KServe 中自定义本地网关配置的实践指南

2025-06-15 19:45:02作者：凤尚柏Louis

问题背景

在使用 KServe 进行模型服务部署时，很多团队会遇到需要自定义本地网关（Local Gateway）的场景。本文将以一个实际案例为基础，详细介绍在 KServe 中配置非默认本地网关时可能遇到的问题及其解决方案。

典型症状

当 KServe 与自定义网关配置不匹配时，通常会表现出以下症状：

通过推理服务 URL 访问时出现 504 网关超时错误
直接访问服务私有端点可以正常工作
日志中显示 activator 请求超时
网关日志中出现路由未找到的错误

根本原因分析

出现这些问题的主要原因在于 KServe 的多层配置需要协调一致：

Knative Serving 配置中需要正确定义本地网关
KServe 的配置需要与 Knative 配置保持一致
Istio 网关需要正确配置主机路由规则

完整解决方案

1. Knative Serving 配置

在 KnativeServing 自定义资源中，需要正确配置本地网关信息：

apiVersion: operator.knative.dev/v1beta1
kind: KnativeServing
metadata:
  name: knative-serving
  namespace: knative-serving
spec:
  config:
    istio:
      local-gateways: |
        - name: custom-local-gateway
          namespace: istio-system
          service: custom-local-gateway.istio-system.svc.cluster.local
  ingress:
    istio:
      enabled: true
      knative-local-gateway:
        selector:
          app: custom-local-gateway
          istio: custom-local-gateway

2. KServe 配置

在 KServe 的 inferenceservice-config ConfigMap 中，需要同步更新网关配置：

apiVersion: v1
kind: ConfigMap
metadata:
  name: inferenceservice-config
  namespace: kserve
data:
  ingress: |-
    {
        "ingressGateway": "knative-serving/knative-ingress-gateway",
        "localGateway": "istio-system/custom-local-gateway",
        "localGatewayService": "custom-local-gateway.istio-system.svc.cluster.local",
        "ingressClassName": "istio"
===
**任务目标 1:**
把记录中从含有"Target: passenger in white hat"的那一行起，到记录末尾为止的各行原样照抄一遍，首尾两行都算在内。
===
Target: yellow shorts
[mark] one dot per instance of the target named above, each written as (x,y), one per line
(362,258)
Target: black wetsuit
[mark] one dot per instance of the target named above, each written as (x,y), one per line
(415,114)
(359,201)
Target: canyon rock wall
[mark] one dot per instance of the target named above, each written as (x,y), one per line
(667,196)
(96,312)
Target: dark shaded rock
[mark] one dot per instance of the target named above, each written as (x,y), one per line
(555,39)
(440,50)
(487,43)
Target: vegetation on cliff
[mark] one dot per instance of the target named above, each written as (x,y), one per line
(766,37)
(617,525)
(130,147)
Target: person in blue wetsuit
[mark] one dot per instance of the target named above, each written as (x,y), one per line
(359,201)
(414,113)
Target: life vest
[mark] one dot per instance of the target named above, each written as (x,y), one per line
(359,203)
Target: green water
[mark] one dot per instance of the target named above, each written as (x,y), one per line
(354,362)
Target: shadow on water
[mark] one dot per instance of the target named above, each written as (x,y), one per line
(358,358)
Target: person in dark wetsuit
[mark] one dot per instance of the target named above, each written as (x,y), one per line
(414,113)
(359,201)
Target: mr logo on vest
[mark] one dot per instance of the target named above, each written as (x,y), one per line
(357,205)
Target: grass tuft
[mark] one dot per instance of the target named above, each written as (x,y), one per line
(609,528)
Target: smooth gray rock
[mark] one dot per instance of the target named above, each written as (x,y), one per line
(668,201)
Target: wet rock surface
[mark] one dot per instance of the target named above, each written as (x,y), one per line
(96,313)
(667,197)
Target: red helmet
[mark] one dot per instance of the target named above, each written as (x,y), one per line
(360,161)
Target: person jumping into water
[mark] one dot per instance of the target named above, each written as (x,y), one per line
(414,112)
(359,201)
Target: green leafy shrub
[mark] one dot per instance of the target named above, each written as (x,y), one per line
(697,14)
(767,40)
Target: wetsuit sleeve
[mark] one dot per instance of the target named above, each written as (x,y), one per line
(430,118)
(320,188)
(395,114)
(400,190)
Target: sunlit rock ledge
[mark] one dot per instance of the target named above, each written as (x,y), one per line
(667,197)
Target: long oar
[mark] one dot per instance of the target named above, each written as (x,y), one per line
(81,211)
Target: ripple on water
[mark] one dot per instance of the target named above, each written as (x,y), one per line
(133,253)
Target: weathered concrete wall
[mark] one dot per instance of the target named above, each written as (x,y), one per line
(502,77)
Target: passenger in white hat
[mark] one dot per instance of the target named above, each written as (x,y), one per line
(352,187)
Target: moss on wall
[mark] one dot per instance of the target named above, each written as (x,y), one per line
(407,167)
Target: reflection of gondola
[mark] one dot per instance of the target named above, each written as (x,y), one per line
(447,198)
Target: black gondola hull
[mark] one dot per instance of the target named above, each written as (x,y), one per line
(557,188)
===
**任务目标 2:**
关于 KServe 自定义本地网关配置的这篇文章停在了中途，请从它停下的地方接着往下写。

**任务回答 1:**
Target: passenger in white hat
[mark] one dot per instance of the target named above, each written as (x,y), one per line
(352,187)
Target: moss on wall
[mark] one dot per instance of the target named above, each written as (x,y), one per line
(407,167)
Target: reflection of gondola
[mark] one dot per instance of the target named above, each written as (x,y), one per line
(447,198)
Target: black gondola hull
[mark] one dot per instance of the target named above, each written as (x,y), one per line
(557,188)

**任务回答 2:**
    }

3. Istio 网关配置

确保 Istio 网关包含了必要的域名匹配规则：

apiVersion: networking.istio.io/v1beta1
kind: Gateway
metadata:
  name: custom-local-gateway
  namespace: istio-system
spec:
  selector:
    app: custom-local-gateway
  servers:
  - hosts:
    - "*.online-serving"
    - "*.online-serving.svc"
    - "*.online-serving.svc.cluster.local"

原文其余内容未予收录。